— Start —
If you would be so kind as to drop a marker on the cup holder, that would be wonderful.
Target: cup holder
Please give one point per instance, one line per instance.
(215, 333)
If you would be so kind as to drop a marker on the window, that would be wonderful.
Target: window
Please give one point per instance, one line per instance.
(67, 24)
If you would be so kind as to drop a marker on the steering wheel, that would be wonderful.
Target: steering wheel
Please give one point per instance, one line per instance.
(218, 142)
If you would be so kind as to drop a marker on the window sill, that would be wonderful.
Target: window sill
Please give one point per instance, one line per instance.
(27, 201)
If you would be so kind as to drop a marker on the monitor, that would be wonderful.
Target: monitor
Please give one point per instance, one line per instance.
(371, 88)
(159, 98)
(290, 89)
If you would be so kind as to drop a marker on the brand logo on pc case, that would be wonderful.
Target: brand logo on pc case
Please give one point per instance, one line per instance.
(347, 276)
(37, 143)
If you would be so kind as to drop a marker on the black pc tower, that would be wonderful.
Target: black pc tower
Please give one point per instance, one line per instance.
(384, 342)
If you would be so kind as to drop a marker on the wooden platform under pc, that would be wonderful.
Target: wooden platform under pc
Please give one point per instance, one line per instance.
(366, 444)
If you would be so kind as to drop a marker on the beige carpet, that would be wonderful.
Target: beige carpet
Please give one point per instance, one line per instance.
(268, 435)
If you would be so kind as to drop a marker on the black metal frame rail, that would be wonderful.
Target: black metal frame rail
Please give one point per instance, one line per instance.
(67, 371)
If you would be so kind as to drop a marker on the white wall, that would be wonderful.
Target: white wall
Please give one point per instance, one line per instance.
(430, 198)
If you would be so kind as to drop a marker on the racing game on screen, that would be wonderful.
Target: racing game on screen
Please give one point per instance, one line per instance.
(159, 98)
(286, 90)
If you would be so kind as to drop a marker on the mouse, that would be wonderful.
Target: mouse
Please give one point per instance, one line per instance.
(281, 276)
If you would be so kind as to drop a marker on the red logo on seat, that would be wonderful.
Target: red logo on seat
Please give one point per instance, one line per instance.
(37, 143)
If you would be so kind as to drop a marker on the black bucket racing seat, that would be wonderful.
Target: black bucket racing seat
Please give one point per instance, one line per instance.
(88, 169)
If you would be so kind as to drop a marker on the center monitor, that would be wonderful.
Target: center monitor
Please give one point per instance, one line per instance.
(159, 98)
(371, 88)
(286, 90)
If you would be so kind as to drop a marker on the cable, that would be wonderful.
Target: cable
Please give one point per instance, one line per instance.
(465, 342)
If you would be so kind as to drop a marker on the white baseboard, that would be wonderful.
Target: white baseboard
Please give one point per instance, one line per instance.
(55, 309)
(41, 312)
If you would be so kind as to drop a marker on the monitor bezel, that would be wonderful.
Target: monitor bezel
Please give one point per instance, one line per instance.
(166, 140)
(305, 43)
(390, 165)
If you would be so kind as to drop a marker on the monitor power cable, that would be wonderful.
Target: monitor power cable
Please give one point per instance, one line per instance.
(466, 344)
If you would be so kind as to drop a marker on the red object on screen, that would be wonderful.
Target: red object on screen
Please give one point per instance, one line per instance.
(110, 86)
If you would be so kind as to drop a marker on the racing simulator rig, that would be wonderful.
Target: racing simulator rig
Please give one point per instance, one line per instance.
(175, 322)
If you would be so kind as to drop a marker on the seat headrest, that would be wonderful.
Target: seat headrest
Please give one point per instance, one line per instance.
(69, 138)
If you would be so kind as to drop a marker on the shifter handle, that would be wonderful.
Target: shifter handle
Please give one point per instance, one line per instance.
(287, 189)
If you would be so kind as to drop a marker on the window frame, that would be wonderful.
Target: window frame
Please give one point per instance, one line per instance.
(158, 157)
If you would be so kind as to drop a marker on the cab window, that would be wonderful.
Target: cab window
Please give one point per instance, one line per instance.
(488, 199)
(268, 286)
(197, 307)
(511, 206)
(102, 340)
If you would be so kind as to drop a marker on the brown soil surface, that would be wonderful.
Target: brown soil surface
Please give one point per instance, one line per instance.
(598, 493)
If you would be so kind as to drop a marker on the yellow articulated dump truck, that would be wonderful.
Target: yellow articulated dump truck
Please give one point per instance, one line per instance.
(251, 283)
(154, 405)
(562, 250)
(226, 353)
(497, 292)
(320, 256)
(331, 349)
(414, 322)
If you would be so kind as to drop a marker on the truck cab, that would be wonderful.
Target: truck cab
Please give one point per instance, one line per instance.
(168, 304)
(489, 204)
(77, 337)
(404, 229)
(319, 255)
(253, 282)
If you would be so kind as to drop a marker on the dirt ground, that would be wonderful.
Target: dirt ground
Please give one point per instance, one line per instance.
— End —
GOAL → Nothing but the lines from the line with "cab window, that would be wonderful." to the last line of the listing above should appear; please retype them exactly, both ends included.

THE COMPLETED TASK →
If you would be so kind as to drop a marker on the cab window, that would be wonderful.
Target: cab window
Please give one point per instance, one line per instance.
(488, 199)
(268, 286)
(197, 307)
(511, 206)
(102, 340)
If you would be so kind as to drop a marker on the brown soil surface, that would be wonderful.
Target: brown soil surface
Please give one point per instance, one line per instance.
(598, 493)
If you would be so kind as to drop a marker on the yellow articulated dump truck, that would be wonderful.
Target: yellow articulated dump truck
Please give one point per instance, one line per instance.
(251, 283)
(154, 405)
(562, 250)
(226, 353)
(497, 292)
(320, 256)
(331, 349)
(414, 322)
If you would be so kind as to drop a marker on the truck cab, that would be wonderful.
Target: truck cab
Please give one point per instance, one line per instance.
(168, 304)
(489, 204)
(77, 337)
(404, 229)
(319, 255)
(253, 282)
If you would be so kind as to drop a marker on the dirt ground, that would be wonderful.
Target: dirt ground
Please give one point per instance, one line per instance.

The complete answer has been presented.